**** Stored rows

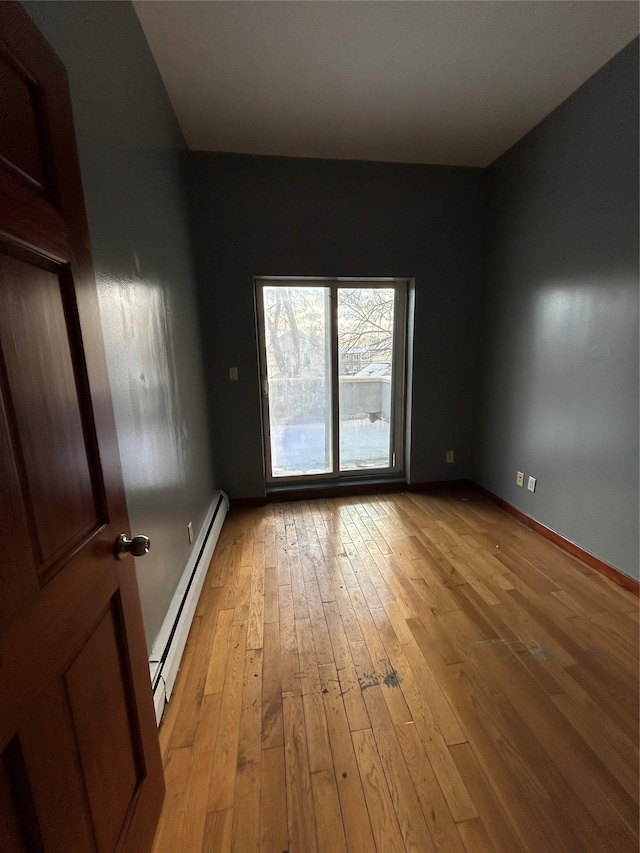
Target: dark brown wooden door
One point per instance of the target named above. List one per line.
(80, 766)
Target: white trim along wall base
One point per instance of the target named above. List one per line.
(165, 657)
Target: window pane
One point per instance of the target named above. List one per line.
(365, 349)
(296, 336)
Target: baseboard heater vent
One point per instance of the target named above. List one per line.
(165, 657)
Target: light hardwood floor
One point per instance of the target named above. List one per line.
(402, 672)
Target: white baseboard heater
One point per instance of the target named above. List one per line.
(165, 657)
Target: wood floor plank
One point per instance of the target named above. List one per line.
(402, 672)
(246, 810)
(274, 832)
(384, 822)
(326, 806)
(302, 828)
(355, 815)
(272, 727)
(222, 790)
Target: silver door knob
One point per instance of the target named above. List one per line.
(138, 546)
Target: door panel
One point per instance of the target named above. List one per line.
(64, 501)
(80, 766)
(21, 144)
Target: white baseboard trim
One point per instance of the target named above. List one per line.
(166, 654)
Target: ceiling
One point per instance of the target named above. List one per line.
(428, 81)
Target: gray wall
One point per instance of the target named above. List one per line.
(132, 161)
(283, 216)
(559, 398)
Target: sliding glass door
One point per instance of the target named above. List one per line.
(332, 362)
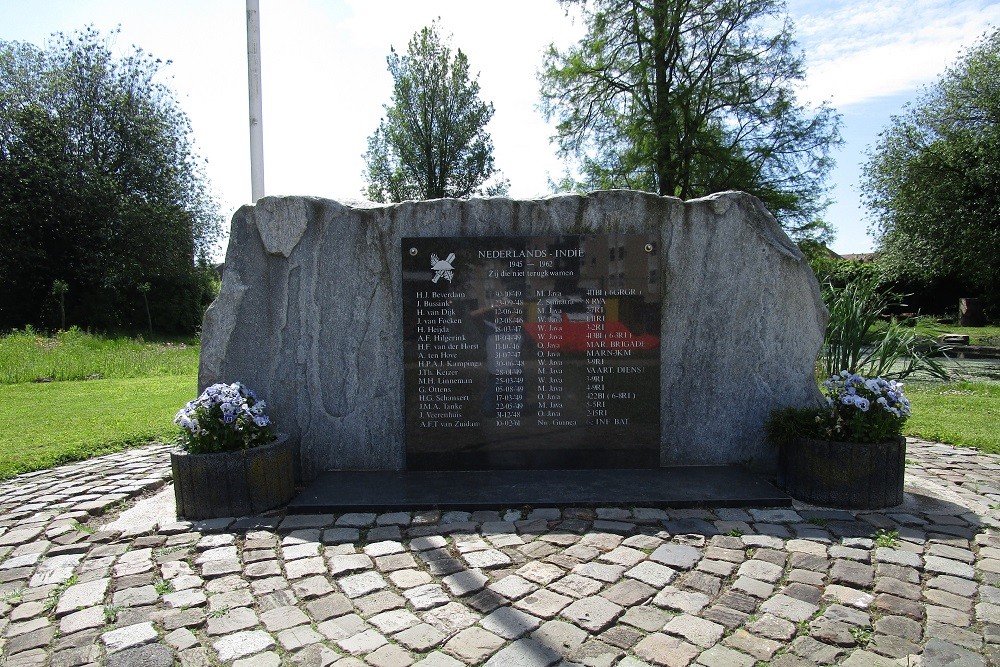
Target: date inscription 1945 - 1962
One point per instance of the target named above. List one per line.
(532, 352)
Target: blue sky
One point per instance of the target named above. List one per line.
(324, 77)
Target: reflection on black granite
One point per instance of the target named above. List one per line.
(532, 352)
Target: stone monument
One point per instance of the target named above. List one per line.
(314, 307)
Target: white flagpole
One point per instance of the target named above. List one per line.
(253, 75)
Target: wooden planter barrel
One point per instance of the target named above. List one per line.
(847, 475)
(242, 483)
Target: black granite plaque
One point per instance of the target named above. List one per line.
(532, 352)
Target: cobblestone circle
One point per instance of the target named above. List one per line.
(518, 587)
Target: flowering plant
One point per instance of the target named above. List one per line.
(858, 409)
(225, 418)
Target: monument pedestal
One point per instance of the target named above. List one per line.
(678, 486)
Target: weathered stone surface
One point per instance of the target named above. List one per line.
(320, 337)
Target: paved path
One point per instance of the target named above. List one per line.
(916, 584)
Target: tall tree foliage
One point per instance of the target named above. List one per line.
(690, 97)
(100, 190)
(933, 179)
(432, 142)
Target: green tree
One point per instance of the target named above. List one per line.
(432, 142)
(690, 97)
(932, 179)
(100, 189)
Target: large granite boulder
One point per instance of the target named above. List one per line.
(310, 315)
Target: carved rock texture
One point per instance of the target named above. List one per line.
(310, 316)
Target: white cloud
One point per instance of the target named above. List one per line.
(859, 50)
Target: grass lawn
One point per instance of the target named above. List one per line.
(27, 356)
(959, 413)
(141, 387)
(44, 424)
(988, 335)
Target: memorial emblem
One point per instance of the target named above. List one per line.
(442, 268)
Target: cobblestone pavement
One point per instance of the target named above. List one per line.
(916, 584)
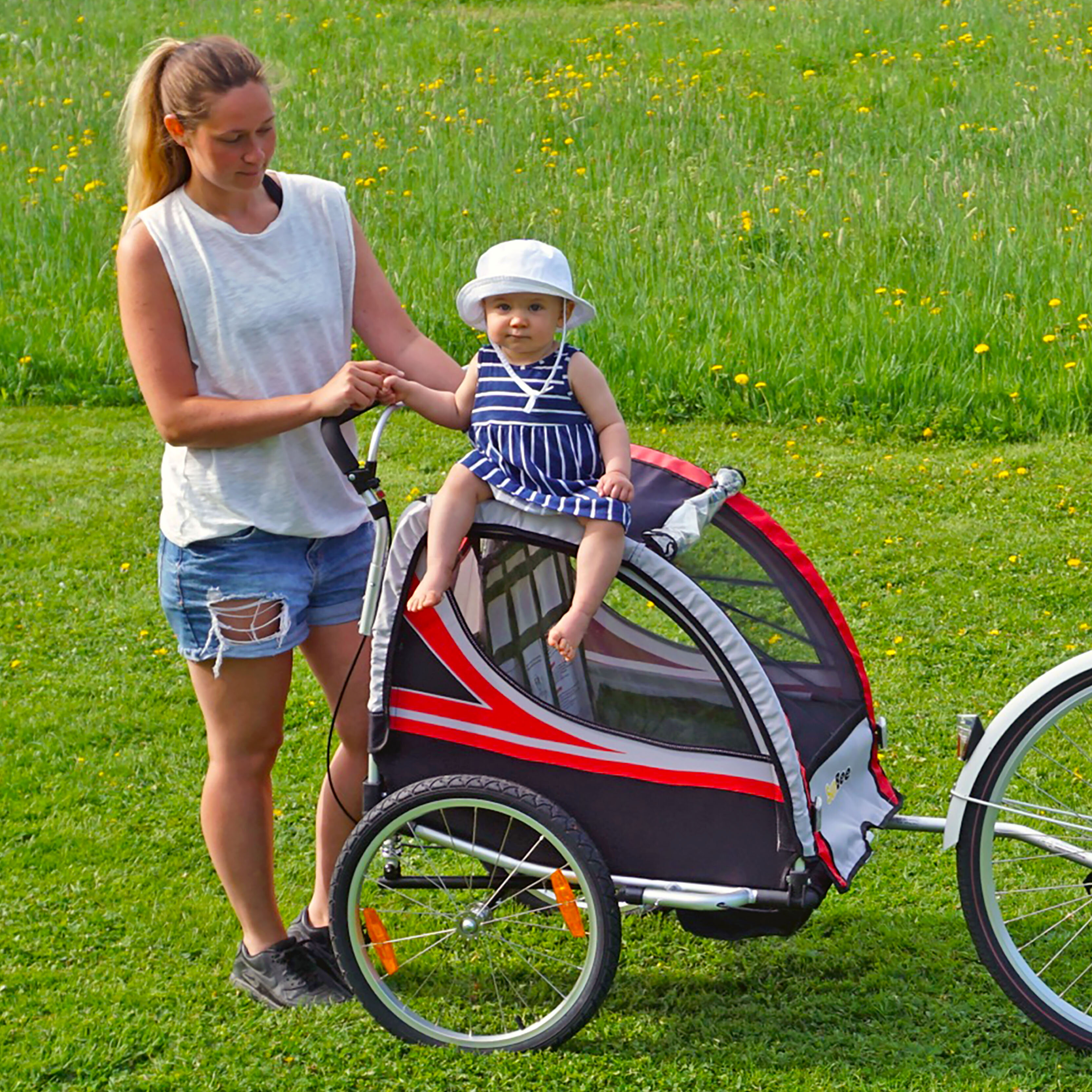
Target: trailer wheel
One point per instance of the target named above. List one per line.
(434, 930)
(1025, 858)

********

Starting at the line that contains "Target: memorial emblem" and ending at the last line of the items, put each line into a JSON list of strings, one string per line. Skip blank lines and leave the pictures out.

[
  "Target: memorial emblem",
  "One point per instance of the target named above. List one per line.",
  "(442, 268)",
  "Target: cobblestone pavement",
  "One point per instance of the target named above. List one per line.",
  "(916, 584)",
  "Target: trailer wheel",
  "One point per instance of the target named above. List one per line.",
  "(434, 930)",
  "(1025, 858)"
]